(Referring expression pointing data)
___
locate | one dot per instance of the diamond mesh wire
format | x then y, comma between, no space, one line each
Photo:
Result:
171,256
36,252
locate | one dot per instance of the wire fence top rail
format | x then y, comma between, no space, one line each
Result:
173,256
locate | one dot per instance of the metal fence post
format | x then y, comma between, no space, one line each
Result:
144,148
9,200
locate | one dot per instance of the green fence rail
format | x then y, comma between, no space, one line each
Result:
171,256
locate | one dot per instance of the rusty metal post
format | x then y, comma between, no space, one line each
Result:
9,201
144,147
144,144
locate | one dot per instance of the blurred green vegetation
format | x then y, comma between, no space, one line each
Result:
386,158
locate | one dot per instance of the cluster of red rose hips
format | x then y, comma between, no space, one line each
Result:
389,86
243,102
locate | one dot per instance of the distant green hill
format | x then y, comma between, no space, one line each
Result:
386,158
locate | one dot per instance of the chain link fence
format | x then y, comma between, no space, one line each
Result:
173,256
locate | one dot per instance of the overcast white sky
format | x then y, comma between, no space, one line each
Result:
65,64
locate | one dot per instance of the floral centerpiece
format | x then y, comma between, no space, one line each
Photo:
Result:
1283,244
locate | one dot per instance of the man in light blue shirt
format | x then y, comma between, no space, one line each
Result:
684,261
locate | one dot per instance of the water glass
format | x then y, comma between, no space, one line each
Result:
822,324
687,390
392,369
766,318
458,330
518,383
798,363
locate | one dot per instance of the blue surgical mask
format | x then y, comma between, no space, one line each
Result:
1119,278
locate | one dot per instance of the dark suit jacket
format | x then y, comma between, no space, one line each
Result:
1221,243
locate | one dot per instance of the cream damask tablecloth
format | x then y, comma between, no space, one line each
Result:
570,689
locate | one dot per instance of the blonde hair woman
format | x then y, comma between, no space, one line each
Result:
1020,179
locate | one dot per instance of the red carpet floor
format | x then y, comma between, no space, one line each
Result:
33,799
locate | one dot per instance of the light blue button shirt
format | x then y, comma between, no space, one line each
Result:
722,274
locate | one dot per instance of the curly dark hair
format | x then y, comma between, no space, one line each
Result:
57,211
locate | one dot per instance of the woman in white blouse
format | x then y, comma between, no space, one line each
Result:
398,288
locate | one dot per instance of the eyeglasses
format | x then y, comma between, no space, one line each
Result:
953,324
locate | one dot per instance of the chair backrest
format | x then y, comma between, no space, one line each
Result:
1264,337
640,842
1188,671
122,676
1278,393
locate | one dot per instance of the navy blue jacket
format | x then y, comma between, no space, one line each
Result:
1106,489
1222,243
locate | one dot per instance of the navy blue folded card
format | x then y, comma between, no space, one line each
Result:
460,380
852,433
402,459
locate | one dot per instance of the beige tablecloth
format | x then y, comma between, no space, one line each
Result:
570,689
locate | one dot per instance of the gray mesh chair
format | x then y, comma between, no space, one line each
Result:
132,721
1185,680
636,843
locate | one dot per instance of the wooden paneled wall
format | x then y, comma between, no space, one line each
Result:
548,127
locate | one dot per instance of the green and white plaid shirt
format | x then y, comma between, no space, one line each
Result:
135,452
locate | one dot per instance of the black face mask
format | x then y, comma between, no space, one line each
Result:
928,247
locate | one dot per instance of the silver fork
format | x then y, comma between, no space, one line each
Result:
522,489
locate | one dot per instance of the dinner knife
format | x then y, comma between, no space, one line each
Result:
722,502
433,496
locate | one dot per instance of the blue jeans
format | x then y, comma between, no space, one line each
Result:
___
- _Work instructions_: All records are to be retyped precisely.

- _Solution for this exercise_:
locate | one dot per instance of the diamond mesh wire
format | x then y, comma between, no space, one line each
Photo:
Result:
171,256
36,252
locate | one dot per instance of the wire fence top rail
format | x then y, comma between, no space, one line each
Result:
173,256
locate | one dot per instance of the metal fence post
format | x then y, comma between, no space, one line each
Result:
144,148
9,200
locate | one dot per instance of the green fence rail
format | x then y, comma between, no space, one line each
Result:
171,256
locate | one dot per instance of the rusty metal post
format | x then y, comma between, no space, one line each
Result:
9,201
144,147
144,144
locate | one dot per instance of the blurred green vegetation
format | x then y, comma between, no space, one line each
Result:
386,158
locate | one dot per instance of the cluster of red rose hips
format | x then y, comma between, no space, one line each
Result:
389,86
243,102
locate | one dot per instance of the distant green hill
format | x then y, comma between, no space, one line each
Result:
386,158
locate | one dot per instance of the chain link fence
format | x then y, comma between, no space, one line each
Result:
173,256
locate | one dot per instance of the overcast white sky
format | x then y, comma between, no space, one line each
Result:
65,64
locate | one dot per instance of the floral centerpiece
format | x then y, comma between, no space, one line each
Photo:
Result:
1283,244
locate | one dot per instance of the man in light blue shirt
format | x then y, comma between, no space, one line each
Result:
684,261
locate | one dot per instance of the water glass
format | x then y, comma between, no space, one line each
Result:
822,324
687,390
392,369
766,318
458,330
518,383
798,363
locate | one dot per instance of the blue surgical mask
format | x then y, comma between, no space, one line each
Result:
1119,278
locate | one dot per instance of the dark suit jacket
format | x then y, comma between, no space, one line each
Result:
1221,243
locate | one dot per instance of the cream damask tablecloth
format | x then y, comma between, no space, one line each
Result:
570,689
locate | one dot per instance of the blonde hair woman
format | x then y, comma between, no space, one line each
Result:
1020,179
locate | one dot per instance of the red carpet floor
format | x then y, comma between, no space, one line each
Result:
33,799
locate | one dot per instance of the light blue button shirt
format | x then y, comma between, no space, one line each
Result:
722,274
locate | one dot per instance of the curly dark hair
format | x then y, comma between, no space, one line each
Result:
57,211
locate | one dot per instance of the woman in white blouse
format | x then y, comma between, no space, one line each
Result:
398,288
locate | one dot per instance of the eyeglasses
format | x then y, comma between, no space, one line each
Result:
953,324
locate | one dot per instance of the chair backrest
format | x then y, comma between, no space, one line each
Result:
1264,337
640,842
1188,671
122,676
1278,393
locate | one dot per instance of the navy blue jacket
format | x then y, comma between, no space, one line each
Result:
1106,489
1222,243
locate | one dot per instance of the navy blue folded card
format | x then y, comma between, no space, one line each
Result:
460,380
852,433
402,459
locate | one dot per instance of the beige tablecloth
format | x then y, comma between, no space, one line each
Result:
570,689
locate | one dot per instance of the gray mesh chair
format | x then y, comma between, no space, one line each
Result:
132,721
1185,680
636,843
locate | one dot per instance of the wooden paneled wall
format | x then y, comma between, no space, one line each
Result:
548,127
locate | one dot per instance of the green and white plaid shirt
format | x then y, comma between, no space, one line each
Result:
135,452
locate | one dot per instance of the black face mask
format | x then y, comma between, no space, one line each
Result:
928,247
locate | one dot per instance of the silver fork
format | x then y, comma between, no space, one line each
Result:
522,489
locate | one dot per instance of the dinner knife
format | x then y, comma between, no space, one line each
Result:
722,502
433,496
locate | one dot per instance of the blue jeans
format | x then y, comma between, no space, one line each
Result:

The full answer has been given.